**AUSGEWÄHLTER AUSZUG**
Leitsatz (amtlich)

Die Gestaltung eines innerstädtischen Marktplatzes mit einer dunkel farbigen (gegenüber dem sonst hellen Belag) Stufenanlage kann verkehrswidrig sein, wenn an Markttagen wegen der Verkaufsstände und der damit verbundenen Ablenkung der Besucher die Höhenunterschiede der Stufe(n) ggü. der Umgebung leicht übersehen kann, so dass es zu einer erheblichen Stolpergefahr kommt. (Fortsetzung von OLG Hamm v. 25.5.2004 - 9 U 43/04, NJW-RR 2005, 255).

 

Verfahrensgang

LG Essen (Urteil vom 23.06.2005; Aktenzeichen 4 O 391/04)

 

Tenor

Die Berufung der Beklagten und die Anschlussberufung der Klägerin gegen das am 23.6.2005 verkündete Urteil der 4. Zivilkammer des LG Essen werden zurückgewiesen.

Bei der Kostenentscheidung des ersten Rechtszuges verbleibt es. Die Kosten des Berufungsverfahrens werden der Beklagten zu 5/6 und der Klägerin zu 1/6 auferlegt.

Das Urteil ist vorläufig vollstreckbar.

 

Gründe

(gem. § 540 ZPO)

[Einträge aus einem Datensatz mit Punktannotationen]
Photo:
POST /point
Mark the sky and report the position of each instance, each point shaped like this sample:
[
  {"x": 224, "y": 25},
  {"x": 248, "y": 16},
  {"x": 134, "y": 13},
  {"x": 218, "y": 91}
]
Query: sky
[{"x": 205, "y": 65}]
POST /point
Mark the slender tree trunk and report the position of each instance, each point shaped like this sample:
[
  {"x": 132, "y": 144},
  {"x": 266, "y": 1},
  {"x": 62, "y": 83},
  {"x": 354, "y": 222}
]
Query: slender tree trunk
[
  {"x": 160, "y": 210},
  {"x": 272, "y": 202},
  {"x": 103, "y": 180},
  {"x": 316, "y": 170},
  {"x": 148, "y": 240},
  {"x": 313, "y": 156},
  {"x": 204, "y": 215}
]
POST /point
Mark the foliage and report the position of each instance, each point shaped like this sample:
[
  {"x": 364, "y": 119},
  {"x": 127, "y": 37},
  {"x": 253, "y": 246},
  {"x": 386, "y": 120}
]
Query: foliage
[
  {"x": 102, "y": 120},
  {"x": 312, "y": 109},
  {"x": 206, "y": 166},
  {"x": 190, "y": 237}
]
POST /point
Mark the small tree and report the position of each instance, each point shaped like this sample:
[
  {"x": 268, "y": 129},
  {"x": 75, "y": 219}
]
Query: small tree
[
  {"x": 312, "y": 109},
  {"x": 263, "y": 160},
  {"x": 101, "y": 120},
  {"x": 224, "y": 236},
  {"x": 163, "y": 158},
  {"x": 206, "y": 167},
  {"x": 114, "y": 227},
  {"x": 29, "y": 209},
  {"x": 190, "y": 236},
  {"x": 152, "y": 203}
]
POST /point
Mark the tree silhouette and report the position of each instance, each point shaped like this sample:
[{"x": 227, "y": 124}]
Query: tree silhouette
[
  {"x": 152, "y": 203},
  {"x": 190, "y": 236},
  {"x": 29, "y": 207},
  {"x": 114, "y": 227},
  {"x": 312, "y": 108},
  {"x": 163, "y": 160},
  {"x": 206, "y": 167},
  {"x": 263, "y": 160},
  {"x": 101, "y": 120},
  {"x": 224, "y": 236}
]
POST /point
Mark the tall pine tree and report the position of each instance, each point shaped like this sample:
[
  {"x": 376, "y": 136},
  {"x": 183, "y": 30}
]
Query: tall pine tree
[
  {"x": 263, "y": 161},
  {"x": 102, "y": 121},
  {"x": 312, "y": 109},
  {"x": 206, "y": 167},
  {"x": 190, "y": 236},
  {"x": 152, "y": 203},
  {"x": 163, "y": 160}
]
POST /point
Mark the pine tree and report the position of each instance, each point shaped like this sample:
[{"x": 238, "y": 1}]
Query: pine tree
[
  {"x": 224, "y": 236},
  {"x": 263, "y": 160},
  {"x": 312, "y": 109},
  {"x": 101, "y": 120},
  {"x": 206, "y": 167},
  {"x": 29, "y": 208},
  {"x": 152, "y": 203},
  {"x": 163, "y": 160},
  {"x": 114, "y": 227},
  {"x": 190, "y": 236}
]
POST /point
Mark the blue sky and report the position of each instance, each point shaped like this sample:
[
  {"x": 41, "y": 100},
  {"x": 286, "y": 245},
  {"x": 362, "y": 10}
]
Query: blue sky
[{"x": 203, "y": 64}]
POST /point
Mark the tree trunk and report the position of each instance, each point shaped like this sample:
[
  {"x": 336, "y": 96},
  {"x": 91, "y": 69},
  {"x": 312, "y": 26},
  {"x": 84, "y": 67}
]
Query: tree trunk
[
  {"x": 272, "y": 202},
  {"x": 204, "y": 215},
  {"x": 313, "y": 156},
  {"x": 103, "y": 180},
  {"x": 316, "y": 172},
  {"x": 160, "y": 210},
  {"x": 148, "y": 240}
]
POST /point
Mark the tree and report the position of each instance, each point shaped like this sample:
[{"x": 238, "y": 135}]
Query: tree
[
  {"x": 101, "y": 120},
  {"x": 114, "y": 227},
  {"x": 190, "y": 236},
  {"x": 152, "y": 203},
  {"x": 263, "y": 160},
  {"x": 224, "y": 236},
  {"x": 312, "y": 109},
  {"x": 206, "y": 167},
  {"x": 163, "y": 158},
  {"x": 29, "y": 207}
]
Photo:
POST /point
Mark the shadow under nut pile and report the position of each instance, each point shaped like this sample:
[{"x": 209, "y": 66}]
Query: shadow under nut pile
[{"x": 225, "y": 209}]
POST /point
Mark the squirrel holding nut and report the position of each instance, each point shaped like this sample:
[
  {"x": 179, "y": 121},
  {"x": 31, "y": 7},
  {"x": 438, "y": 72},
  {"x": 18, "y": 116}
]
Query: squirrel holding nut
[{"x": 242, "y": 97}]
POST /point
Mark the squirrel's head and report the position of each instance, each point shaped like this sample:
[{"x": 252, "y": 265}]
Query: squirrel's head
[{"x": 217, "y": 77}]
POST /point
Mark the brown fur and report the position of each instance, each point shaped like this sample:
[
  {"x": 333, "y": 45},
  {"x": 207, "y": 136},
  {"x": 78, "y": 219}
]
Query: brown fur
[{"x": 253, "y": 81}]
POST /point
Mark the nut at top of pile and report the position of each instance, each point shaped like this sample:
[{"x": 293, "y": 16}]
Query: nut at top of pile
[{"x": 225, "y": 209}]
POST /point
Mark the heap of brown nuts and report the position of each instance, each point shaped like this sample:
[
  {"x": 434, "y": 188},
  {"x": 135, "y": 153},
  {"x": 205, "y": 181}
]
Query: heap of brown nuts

**GEGEBENE AUFGABE 1**
Wie werden laut dem Auszug die Kosten des Berufungsverfahrens zwischen den Parteien aufgeteilt?
**GEGEBENE AUFGABE 2**
Gib den Abschnitt des Auszugs zwischen "Die Berufung der" und "zu 1/6 auferlegt.", beide Stellen eingeschlossen, wortgetreu wieder.

**VOLLSTÄNDIGE ANTWORT 1**
Die Beklagte trägt 5/6 und die Klägerin 1/6 der Kosten des Berufungsverfahrens.

**VOLLSTÄNDIGE ANTWORT 2**
Die Berufung der Beklagten und die Anschlussberufung der Klägerin gegen das am 23.6.2005 verkündete Urteil der 4. Zivilkammer des LG Essen werden zurückgewiesen.

Bei der Kostenentscheidung des ersten Rechtszuges verbleibt es. Die Kosten des Berufungsverfahrens werden der Beklagten zu 5/6 und der Klägerin zu 1/6 auferlegt.